Task objective ->
Give the listing again in full, exactly as written.

Point-based annotation data ->
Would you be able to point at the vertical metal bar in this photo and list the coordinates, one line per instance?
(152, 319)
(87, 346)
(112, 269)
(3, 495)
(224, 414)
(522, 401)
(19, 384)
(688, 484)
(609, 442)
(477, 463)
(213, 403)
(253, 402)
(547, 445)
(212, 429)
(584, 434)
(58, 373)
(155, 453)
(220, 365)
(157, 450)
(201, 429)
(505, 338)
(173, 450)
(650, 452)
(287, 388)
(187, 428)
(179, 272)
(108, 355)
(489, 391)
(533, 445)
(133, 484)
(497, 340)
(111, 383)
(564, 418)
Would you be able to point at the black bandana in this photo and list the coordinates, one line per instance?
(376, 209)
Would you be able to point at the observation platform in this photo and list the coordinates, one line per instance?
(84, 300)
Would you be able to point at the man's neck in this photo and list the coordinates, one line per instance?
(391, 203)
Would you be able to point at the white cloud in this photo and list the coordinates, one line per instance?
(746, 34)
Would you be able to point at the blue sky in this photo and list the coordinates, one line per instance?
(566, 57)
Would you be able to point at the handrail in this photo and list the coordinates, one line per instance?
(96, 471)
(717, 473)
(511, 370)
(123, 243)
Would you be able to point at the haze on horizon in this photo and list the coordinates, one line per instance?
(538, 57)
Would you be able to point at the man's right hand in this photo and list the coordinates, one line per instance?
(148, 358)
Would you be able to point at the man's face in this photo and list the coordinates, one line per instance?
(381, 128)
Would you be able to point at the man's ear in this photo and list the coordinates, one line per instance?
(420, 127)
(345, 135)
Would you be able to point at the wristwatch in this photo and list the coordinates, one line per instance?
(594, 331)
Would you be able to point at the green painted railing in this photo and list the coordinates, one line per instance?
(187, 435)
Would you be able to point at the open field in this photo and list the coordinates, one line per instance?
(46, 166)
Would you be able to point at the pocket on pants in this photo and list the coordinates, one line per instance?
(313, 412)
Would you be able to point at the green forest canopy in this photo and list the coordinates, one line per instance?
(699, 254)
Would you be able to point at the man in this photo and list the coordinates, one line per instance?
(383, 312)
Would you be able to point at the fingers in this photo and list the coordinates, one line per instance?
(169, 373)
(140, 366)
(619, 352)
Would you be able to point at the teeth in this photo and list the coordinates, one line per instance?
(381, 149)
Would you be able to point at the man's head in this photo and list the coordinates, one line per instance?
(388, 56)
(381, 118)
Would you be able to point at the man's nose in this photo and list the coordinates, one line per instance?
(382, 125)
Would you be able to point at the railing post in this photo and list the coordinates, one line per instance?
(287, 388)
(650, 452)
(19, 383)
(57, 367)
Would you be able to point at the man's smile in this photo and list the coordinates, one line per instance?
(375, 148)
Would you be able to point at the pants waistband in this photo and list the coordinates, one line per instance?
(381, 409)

The completed task ->
Would you be able to point at the vertical metal bar in this photo and list the coordinates, one line per instance?
(152, 319)
(87, 346)
(112, 269)
(3, 495)
(224, 414)
(522, 401)
(19, 384)
(688, 484)
(609, 442)
(477, 463)
(213, 403)
(253, 402)
(547, 445)
(212, 429)
(584, 434)
(58, 373)
(155, 453)
(220, 365)
(157, 450)
(201, 429)
(505, 338)
(173, 450)
(650, 452)
(287, 388)
(187, 428)
(179, 272)
(108, 355)
(489, 391)
(533, 445)
(133, 484)
(497, 340)
(111, 383)
(564, 418)
Would you be able to point at the black bandana in this photo and list the coordinates, one line per instance?
(376, 209)
Would you be able to point at the observation platform in this photo and list the coordinates, one line per instance?
(84, 300)
Would you be able to point at the man's neck in this photo and list the coordinates, one line per instance?
(391, 203)
Would you be able to point at the white cloud in this photo and list the coordinates, one line per instance?
(746, 34)
Would you be able to point at the blue sky in this photo and list the coordinates, one line per instance?
(566, 57)
Would you be able to point at the handrail in this photo and list the coordinates, one line per instance?
(96, 471)
(717, 473)
(511, 370)
(123, 243)
Would you be able to point at the haze on horizon in this photo and list the coordinates, one line per instance?
(538, 57)
Would you be able to point at the man's right hand in this photo and list the coordinates, one line per instance?
(148, 358)
Would you be able to point at the man's face in this photo and list the coordinates, one line per instance?
(381, 128)
Would you be able to point at the man's ear in this photo and list the coordinates, one line per instance?
(420, 127)
(345, 135)
Would you be able to point at the wristwatch in this photo and list the coordinates, one line per instance?
(594, 331)
Would you be able to point at the green painted railing in this photo and list the coordinates, one line per instance?
(187, 435)
Would you be able to point at the open field in this photo and list the coordinates, one line per instance?
(46, 166)
Would you be able to point at the pocket on pants in this photo and list the coordinates, one line per instance?
(313, 412)
Would you be able to point at the green forest canopy in this photo and list the coordinates, one line per instance?
(699, 254)
Would you be able to point at the man in this photo and list the coordinates, one line per instance?
(383, 312)
Would you be able to point at the fingers in this photo and list the coordinates, one line per instance?
(169, 373)
(140, 366)
(619, 352)
Would you be able to point at the teeth in this photo and list the coordinates, one line per instance?
(381, 149)
Would you be able to point at the man's head in this photo and list the coordinates, one line per instance?
(388, 56)
(381, 118)
Would you be able to point at the man's nose in this photo and list the coordinates, one line per instance?
(382, 125)
Would you be able to point at the railing post in this photo and list the coordinates, one line per instance?
(287, 388)
(650, 452)
(19, 383)
(57, 367)
Would you be able to point at the man's smile in this photo and list the coordinates, one line per instance?
(375, 148)
Would you be able to point at the pants waistband in this photo and list the coordinates, one line per instance?
(381, 409)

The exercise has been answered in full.